__REQUEST 1__.
Using the article on the Gorsuch confirmation, answer these:
(a) What are Arabs now calling the President?
(b) Whose confirmation to the D.C. Circuit Court did Senator Schumer's filibuster block fifteen years ago?
(c) In what month and year did Harry Reid detonate a partial version of the nuclear option?
__REQUEST 2__. According to the article on the Gorsuch confirmation, why did Democrats grow frustrated after they regained the White House and the Senate in 2009?
__REQUEST 3__. In the article on the Gorsuch confirmation, repeat the passage word for word. Begin at the words "Abu Ivanka and" and stop after "fun to watch?".

═════ ARTICLE

Sunday, April 9, 2017

Abu Ivanka and the Democrats’ Terrible, Horrible, No-Good Week - Clarice Feldman




by Clarice Feldman

The President’s detractors are riding the loop-the-loop this week. Isn’t it fun to watch?

The week began with the Democrats’ Quixotic and inexplicably stupid effort to block the confirmation of Neil Gorsuch to the Supreme Court and went on to heat up the fevered brows of those who think the Russians colluded with the president. It ended with the multitasking President cheering Gorsuch’s confirmation and bombing a Syrian airfield which our military had pinpointed as the takeoff point for the horrible chemical attack on Syrian civilians. Beleaguered Arabs are now calling him Abu Ivanka (Ivanka’s father) and Trump is hinting he expects to name as many as four more new justices to that court 

The Supreme Court

Neil Gorsuch is a jurist with an impeccable record for fairness who had just years before been unanimously confirmed by the Senate to the Tenth Circuit. Fifteen years ago Senator Schumer weaponized judicial confirmations by changing the procedure from a straight up and down vote, requiring only a majority for confirmation, into a filibuster blockade to preclude the confirmation of Miguel Estrada to the D.C. Circuit Court.
Within two years, Schumer’s tactic would be deployed to torpedo nine more of President George W. Bush’s nominees.
Predictably, the misuse of the filibuster led to an existential threat to the filibuster itself. To confirm President Bush’s embattled judicial nominees, then-Majority Leader Bill Frist threatened the “nuclear option,” that is, changing Senate rules to ban the use of the filibuster in certain instances. A bipartisan group of senators known as the “gang of 14” de-escalated the situation by voting to confirm most of the filibustered nominees, staving off such a fundamental change to Senate procedure.
In politics, as in life, what comes around goes around. In 2009, Democrats regained control of the White House and the Senate, and as Senate Republicans blocked Obama’s judicial and executive-branch nominees, Democrats quickly grew frustrated with the new era of partisan warfare they had begun under Bush. In November 2013, Senate Majority Leader Harry Reid detonated a partial version of the nuclear option, eliminating the filibuster for appointments to the executive branch and lower courts, while exempting Supreme Court nominees from the new simple majority-vote standard. [snip]
When Reid invoked the partial-nuclear option, nobody could have known when retribution would come. But anyone who has ever followed McConnell’s career should have understood that it would come eventually. McConnell, whose memoir is fittingly titled “The Long Game,” would wait more than three years before moving to end the judicial war once and for all. [/quote[
This time, the Republicans held firm and -- as Reid said he would do if the Democratic candidate won the presidency, McConnell ended by Senate rule the possibility of using filibusters to prevent the confirmation of Supreme Court justices.

══════════
═════ ENTRIES PROVIDED

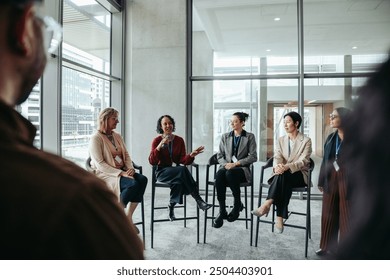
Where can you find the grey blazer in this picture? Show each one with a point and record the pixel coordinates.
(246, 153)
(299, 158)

══════════
═════ ENTRIES PROVIDED

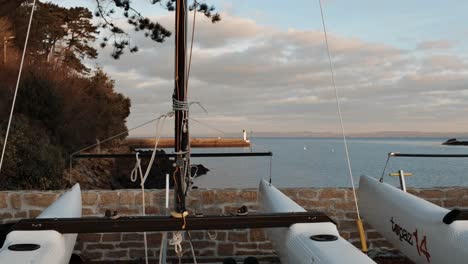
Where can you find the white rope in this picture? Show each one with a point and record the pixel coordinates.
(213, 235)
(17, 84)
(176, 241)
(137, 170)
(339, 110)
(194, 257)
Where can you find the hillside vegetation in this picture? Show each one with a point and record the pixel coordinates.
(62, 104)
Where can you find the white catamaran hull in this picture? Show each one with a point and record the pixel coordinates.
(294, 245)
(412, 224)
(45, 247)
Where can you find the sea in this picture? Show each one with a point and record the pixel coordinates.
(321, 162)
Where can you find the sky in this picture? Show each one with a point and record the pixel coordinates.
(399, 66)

══════════

__EXPECTED ANSWER 1__.
(a) Abu Ivanka (Ivanka's father)
(b) Miguel Estrada
(c) November 2013

__EXPECTED ANSWER 2__. Senate Republicans were blocking Obama's judicial and executive-branch nominees. This was the same kind of partisan warfare that Democrats had begun under Bush.

__EXPECTED ANSWER 3__.
Abu Ivanka and the Democrats’ Terrible, Horrible, No-Good Week - Clarice Feldman




by Clarice Feldman

The President’s detractors are riding the loop-the-loop this week. Isn’t it fun to watch?